**Task requirements**
Copy the following data exactly as it appears, with every line in its original order.

•••••

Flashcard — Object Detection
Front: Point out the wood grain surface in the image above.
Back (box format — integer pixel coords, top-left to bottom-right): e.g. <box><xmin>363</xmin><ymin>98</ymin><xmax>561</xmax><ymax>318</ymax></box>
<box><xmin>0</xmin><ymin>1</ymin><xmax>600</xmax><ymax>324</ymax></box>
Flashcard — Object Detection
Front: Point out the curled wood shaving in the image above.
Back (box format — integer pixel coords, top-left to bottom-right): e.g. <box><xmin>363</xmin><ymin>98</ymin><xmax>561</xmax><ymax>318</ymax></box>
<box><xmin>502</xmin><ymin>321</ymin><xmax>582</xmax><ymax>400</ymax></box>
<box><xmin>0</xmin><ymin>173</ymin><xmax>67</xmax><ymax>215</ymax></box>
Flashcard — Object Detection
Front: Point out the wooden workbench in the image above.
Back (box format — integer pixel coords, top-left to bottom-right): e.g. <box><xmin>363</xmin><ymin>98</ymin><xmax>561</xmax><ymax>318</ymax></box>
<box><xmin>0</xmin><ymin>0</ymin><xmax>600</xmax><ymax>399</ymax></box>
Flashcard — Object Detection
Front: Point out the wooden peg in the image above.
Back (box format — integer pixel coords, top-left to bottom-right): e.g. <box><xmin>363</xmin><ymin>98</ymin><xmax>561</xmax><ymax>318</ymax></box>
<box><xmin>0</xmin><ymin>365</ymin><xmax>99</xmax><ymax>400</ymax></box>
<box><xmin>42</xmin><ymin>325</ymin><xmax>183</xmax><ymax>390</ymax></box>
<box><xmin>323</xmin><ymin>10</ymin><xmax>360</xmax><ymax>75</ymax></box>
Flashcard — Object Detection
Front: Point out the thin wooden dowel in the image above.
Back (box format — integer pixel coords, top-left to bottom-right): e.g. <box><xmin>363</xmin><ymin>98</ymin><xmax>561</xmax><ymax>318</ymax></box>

•••••

**Exercise solution**
Flashcard — Object Detection
Front: Point out the wood grain surface in the image above.
Back (box format — integer pixel coords, top-left to bottom-right): e.g. <box><xmin>363</xmin><ymin>98</ymin><xmax>561</xmax><ymax>318</ymax></box>
<box><xmin>0</xmin><ymin>1</ymin><xmax>600</xmax><ymax>324</ymax></box>
Flashcard — Object Detection
Front: Point out the curled wood shaving in the image above.
Back (box format — integer pixel coords, top-left to bottom-right): e.g. <box><xmin>363</xmin><ymin>98</ymin><xmax>561</xmax><ymax>318</ymax></box>
<box><xmin>502</xmin><ymin>321</ymin><xmax>582</xmax><ymax>400</ymax></box>
<box><xmin>0</xmin><ymin>173</ymin><xmax>67</xmax><ymax>215</ymax></box>
Flashcard — Object Detection
Front: Point out the wooden workbench in the image above.
Back (box format — integer pixel coords, top-left to bottom-right): e.g. <box><xmin>363</xmin><ymin>98</ymin><xmax>561</xmax><ymax>318</ymax></box>
<box><xmin>0</xmin><ymin>0</ymin><xmax>600</xmax><ymax>399</ymax></box>
Flashcard — Object Detection
Front: Point out the wooden peg in the image above.
Back (box format — integer pixel coords, top-left to bottom-right): e.g. <box><xmin>363</xmin><ymin>98</ymin><xmax>561</xmax><ymax>318</ymax></box>
<box><xmin>0</xmin><ymin>365</ymin><xmax>99</xmax><ymax>400</ymax></box>
<box><xmin>42</xmin><ymin>325</ymin><xmax>183</xmax><ymax>390</ymax></box>
<box><xmin>323</xmin><ymin>10</ymin><xmax>360</xmax><ymax>75</ymax></box>
Flashcard — Object Detection
Front: Point out the thin wooden dowel in the image above.
Back (box format — integer pixel coords, top-left to bottom-right): e.g. <box><xmin>363</xmin><ymin>98</ymin><xmax>561</xmax><ymax>318</ymax></box>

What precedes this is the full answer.